TÂCHES À RÉALISER ▸
[1] Recopiez le passage de l'interview parue dans Rock Sound, de "Interview par Patrick" à "est-il réellement ?".
[2] Donnez la suite de l'interview parue dans Rock Sound, à partir de la dernière phrase reproduite.

EXTRAIT ▸
Interview extraite du numéro 57 du magazine Rock Sound parue en avril 1998 :


Rock Sound




Interview par Patrick Tad Foulhoux et photos de Jade Petit.


C'est avec un "Be one with the flames" que le quator honore son arrivée au sein du label emblématique du punk mélodique. "Be one with the flames" repositionne les Orléanais sur l'échiquier; quel disque autre que celui-ci pourait être indirectement le plus bel hommage aux mythiques Dag Nasty ? Ce n'est sûrement pas dans cette optique que les Burning l'ont abordé, mais chez eux, c'est génétique et ils ne s'en sont jamais cachés.


Ces derniers temps, des rumeurs de split vous concernaient. Qu'en est-il réellement ?

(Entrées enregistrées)
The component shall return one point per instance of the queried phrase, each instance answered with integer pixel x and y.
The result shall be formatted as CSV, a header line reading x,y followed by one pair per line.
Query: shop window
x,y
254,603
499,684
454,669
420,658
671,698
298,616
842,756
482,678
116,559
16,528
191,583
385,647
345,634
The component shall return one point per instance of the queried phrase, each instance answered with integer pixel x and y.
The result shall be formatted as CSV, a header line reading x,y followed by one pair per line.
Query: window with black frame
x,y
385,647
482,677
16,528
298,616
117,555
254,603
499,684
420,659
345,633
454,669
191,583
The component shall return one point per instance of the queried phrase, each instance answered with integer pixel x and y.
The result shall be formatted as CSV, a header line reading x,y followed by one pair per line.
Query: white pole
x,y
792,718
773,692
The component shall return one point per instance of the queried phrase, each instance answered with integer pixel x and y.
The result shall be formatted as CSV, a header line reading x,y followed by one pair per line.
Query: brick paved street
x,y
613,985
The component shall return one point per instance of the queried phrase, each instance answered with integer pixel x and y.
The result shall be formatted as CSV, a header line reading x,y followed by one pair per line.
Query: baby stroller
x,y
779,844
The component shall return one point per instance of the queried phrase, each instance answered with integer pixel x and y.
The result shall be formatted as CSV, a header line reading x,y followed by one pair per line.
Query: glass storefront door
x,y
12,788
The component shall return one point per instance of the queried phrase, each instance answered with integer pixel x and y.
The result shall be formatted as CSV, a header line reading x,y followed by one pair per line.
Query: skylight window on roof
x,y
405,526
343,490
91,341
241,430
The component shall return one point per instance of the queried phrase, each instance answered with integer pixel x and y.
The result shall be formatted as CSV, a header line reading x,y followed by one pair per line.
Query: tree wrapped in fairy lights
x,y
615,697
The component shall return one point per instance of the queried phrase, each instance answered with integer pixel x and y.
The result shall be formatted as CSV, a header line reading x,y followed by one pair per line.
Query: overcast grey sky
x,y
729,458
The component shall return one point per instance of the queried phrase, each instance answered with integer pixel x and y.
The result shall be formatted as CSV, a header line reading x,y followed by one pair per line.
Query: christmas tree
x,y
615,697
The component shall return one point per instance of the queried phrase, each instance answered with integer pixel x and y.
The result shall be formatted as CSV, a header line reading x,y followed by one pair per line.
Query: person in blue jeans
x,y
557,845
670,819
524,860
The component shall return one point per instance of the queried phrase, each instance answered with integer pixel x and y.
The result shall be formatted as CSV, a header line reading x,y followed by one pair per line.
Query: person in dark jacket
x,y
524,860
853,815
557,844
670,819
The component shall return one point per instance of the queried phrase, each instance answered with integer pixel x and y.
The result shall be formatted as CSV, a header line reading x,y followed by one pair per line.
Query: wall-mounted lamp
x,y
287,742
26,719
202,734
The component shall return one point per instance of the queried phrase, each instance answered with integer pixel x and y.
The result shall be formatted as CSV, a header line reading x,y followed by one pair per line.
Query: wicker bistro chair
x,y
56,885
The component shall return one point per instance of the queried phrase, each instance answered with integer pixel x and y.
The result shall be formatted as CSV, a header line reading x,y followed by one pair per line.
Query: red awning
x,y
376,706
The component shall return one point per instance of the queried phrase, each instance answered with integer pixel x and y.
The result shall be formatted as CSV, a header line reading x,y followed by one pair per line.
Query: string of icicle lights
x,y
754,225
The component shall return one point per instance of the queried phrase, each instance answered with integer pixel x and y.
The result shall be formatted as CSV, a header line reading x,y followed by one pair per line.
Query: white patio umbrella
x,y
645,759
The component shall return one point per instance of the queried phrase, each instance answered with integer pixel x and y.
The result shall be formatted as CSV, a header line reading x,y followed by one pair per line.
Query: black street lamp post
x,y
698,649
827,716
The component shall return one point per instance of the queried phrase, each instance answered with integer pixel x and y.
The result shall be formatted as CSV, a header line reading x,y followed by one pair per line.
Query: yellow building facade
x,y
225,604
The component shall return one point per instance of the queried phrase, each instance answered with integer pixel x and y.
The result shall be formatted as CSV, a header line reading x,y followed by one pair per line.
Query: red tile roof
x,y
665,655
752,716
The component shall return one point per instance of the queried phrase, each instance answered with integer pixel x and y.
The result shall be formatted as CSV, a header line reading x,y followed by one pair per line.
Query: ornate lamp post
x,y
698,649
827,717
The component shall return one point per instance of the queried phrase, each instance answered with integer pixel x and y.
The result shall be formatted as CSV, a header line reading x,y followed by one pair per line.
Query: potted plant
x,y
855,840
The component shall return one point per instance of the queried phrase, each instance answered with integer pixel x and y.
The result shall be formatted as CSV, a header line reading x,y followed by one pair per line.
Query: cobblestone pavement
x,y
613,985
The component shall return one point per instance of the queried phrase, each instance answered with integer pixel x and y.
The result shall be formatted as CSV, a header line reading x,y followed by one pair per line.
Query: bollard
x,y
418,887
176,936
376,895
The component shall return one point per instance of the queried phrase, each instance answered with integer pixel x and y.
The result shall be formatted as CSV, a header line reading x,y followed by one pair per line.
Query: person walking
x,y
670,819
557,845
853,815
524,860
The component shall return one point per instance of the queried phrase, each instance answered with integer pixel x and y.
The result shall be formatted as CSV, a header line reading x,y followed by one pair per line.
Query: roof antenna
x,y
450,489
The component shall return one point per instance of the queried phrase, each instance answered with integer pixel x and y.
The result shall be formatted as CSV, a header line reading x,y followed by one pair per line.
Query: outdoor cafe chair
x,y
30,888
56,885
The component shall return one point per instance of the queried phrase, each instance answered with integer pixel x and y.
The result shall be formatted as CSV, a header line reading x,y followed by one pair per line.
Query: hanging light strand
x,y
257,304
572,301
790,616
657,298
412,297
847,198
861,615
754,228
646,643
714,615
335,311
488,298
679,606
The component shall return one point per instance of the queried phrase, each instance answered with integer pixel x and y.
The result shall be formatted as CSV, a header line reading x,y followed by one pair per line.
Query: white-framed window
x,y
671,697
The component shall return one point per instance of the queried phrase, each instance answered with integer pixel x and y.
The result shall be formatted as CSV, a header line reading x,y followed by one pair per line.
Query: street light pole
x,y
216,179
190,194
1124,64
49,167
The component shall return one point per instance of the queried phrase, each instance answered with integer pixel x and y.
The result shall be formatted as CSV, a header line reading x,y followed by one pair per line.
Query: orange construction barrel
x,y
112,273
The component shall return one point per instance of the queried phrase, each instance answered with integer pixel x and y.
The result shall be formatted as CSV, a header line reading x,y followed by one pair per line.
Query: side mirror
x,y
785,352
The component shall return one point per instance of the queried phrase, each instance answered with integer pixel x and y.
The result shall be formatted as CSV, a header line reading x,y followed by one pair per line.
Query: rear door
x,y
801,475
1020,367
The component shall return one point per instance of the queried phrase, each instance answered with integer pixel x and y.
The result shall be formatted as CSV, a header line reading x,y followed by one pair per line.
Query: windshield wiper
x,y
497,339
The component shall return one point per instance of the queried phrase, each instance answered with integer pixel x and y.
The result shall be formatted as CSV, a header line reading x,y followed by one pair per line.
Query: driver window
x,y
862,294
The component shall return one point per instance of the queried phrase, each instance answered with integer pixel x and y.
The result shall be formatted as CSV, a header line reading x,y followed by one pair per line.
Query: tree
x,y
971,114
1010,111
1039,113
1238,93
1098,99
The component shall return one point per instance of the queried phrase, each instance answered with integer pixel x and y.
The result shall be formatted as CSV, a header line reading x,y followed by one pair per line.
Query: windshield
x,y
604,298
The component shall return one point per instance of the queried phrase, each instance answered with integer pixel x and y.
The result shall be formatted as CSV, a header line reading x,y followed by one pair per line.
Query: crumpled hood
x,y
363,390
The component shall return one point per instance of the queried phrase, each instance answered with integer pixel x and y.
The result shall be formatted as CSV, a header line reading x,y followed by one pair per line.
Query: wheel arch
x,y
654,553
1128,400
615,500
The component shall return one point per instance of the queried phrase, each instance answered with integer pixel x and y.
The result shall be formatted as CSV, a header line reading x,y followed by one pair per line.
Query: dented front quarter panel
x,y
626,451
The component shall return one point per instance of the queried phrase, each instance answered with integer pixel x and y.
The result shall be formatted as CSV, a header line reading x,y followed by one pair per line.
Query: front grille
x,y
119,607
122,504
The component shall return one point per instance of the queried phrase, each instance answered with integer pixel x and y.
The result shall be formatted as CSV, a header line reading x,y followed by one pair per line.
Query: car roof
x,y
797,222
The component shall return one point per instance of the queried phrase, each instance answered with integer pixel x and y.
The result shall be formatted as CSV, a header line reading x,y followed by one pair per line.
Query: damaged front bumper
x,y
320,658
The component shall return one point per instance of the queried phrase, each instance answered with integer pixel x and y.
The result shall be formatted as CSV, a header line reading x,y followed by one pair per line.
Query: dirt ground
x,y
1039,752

RÉSULTATS DES TÂCHES ▸
[1]
Interview par Patrick Tad Foulhoux et photos de Jade Petit.


C'est avec un "Be one with the flames" que le quator honore son arrivée au sein du label emblématique du punk mélodique. "Be one with the flames" repositionne les Orléanais sur l'échiquier; quel disque autre que celui-ci pourait être indirectement le plus bel hommage aux mythiques Dag Nasty ? Ce n'est sûrement pas dans cette optique que les Burning l'ont abordé, mais chez eux, c'est génétique et ils ne s'en sont jamais cachés.


Ces derniers temps, des rumeurs de split vous concernaient. Qu'en est-il réellement ?

[2]
Pierre (chanteur/guitariste):Pour nous, ça n'a jamais été une période creuse. Nous voulions préparer la suite, pour cela, il fallait se faire quelque peu oublier. Après le dernier album, il y eut une grosse tournée à l'étranger où nous avons d'ailleurs passé les six premiers mois l'an dernier. Après cela, effectivement, nous nous sommes enfermés pour composer. Ce n'aurait pas été très convenant de faire parler de soi en période de composition. Pour résumer, cette période perçue comme sabbatique pour certains, fut pour nous une période de travail tout simplement.

Le changement de label n'a-t-il pas retardé les choses ?

P: Absolument pas. Si nous étions restés chez PIAS et avions respecté notre contrat, le disque sortirait à cette période aussi. Nous avions d'ailleurs entamé avec eux la préparation de cet album. Il se trouve qu'entre temps, nous avons eu une proposition par Epitaph qui s'est révélée efficace, rapide, simple et précise. Du coup, cela n'a en rien modifié le calendrier du disque.

Le travail studio est assez impressionnant ici, avez-vous eu plus de moyen, de temps ?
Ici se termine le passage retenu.